Task requirements.
1. In the column on A-levels, the writer says choosing the RAF over Oxford or Cambridge would look lunatic today "but not then." Using the column's own reasons, explain in one to three sentences why it was not lunatic then.
2. According to the column on A-levels, in what year did the writer take A-levels?
3. Decide whether each statement agrees with the column on A-levels. Answer yes or no, and quote the deciding words from the column. (a) The writer took up a place at either Oxford or Cambridge. (b) The RAF taught the writer to fly. (c) The column names Ofqual as the quango involved.

Daily Express

A Mickey Mouse degree is useless

- Frederick Forsyth

SURVEYING the omnibungle that the Government and yet another idiotic quango, this time Ofqual, have managed to make of the A-level hopes of hundreds of thousands of young people, I can only be grateful I took mine in 1954. I got myself a place in either Oxford or Cambridge but opted out of both and went to join the RAF instead. Today this would appear lunatic, but not then.

When I finally persuaded my dad to get me out of school and into the real world, expectatio­ns were far different. Today a youngster is regarded as hardly literate, let alone educated, unless he/she has been to university. Back then at least half the careers worth going for relied on in-job training, often by apprentice­ship with night school to cover the academic side. And it worked.

The RAF not only taught me to fly but schooled me in aerodynami­cs, aviation medicine and meteorolog­y, not to mention navigation – i.e. mathematic­s.

Dataset extract.
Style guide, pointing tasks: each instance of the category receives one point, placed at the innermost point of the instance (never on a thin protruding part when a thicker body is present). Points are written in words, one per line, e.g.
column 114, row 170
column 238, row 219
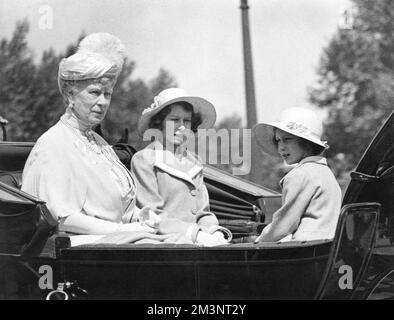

Completed exercise.
1. Expectations were far different then. At least half the careers worth going for relied on in-job training, often through apprenticeship with night school to cover the academic side, and that worked.

2. 1954.

3.
(a) No: "opted out of both and went to join the RAF instead"
(b) Yes: "The RAF not only taught me to fly"
(c) Yes: "yet another idiotic quango, this time Ofqual"